Assez plausible incarnation de Diane, cette fille unique et riche élève des chevaux qu’elle monte depuis l’enfance. Chasseresse, intrépide voyageuse, elle amuse et peut-être séduit Cendrars qui vient de rompre avec l’actrice Raymone, de la troupe de Jouvet (il épousera in extremis cette égérie, elle-même fort bizarre, en 1960). De leur aventure on ne sait rien mais il n’est pas du tout invraisemblable qu’elle soit restée platonique, à l’image de l’espèce de mariage blanc qui lia le mari de Féla, épousée en 1914 et mère de ses trois enfants, à Raymone, rencontrée en 1917 et qui accompagnera sa vie jusqu’au bout telle une Béatrice passablement perverse.

> **ENREGISTREMENTS FOURNIS**:

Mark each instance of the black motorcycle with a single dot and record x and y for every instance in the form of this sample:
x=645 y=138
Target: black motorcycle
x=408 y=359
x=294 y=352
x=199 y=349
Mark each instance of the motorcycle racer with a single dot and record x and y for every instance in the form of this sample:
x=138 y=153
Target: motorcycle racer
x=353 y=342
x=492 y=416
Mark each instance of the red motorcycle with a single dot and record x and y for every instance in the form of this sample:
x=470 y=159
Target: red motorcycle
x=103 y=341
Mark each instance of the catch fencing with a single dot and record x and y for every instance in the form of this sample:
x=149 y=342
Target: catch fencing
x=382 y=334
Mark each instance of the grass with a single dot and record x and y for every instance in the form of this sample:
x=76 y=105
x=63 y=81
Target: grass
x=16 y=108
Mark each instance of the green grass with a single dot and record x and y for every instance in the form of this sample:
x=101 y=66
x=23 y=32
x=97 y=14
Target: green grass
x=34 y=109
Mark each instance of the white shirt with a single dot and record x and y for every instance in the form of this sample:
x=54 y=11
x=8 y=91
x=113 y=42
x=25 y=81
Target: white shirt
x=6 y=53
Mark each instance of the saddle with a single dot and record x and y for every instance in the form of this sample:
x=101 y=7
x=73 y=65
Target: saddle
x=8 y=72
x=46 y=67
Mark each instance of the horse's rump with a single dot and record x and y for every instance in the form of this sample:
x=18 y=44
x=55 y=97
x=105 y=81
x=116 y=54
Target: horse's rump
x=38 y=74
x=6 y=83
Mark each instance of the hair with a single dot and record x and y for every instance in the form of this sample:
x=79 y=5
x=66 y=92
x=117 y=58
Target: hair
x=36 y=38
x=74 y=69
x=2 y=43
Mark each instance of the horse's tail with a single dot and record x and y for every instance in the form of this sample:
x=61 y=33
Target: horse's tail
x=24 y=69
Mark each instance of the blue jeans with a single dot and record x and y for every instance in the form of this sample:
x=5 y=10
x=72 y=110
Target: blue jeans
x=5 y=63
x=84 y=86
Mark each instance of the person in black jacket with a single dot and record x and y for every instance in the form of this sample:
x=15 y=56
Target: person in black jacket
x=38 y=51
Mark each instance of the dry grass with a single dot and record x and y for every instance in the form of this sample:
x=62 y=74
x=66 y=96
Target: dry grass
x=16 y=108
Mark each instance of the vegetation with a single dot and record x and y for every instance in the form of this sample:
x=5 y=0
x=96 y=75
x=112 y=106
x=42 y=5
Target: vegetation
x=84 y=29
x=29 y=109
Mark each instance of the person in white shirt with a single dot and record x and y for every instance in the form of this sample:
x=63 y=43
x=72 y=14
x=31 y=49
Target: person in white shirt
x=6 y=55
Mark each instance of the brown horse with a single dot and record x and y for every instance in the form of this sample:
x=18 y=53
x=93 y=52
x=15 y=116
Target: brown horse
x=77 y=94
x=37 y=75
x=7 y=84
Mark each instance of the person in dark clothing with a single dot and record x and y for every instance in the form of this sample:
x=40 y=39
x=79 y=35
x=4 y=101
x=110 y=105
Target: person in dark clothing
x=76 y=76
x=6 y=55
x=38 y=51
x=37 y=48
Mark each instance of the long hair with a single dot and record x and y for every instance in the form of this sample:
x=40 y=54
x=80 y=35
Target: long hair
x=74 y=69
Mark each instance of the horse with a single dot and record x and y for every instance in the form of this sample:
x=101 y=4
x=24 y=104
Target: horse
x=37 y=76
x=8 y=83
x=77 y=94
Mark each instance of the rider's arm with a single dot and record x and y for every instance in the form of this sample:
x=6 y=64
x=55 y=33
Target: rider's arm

> **CONSIGNE**: Selon l'extrait du document, sur quoi s'appuie l'idée que l'aventure entre Cendrars et la fille unique éleveuse de chevaux a pu rester platonique ? Répondez en une à trois phrases.

> **RÉSULTAT CI-DESSOUS**: L'extrait indique qu'on ne sait rien de cette aventure. Il juge qu'elle a pu rester platonique par analogie avec « l'espèce de mariage blanc » qui lia le mari de Féla à Raymone.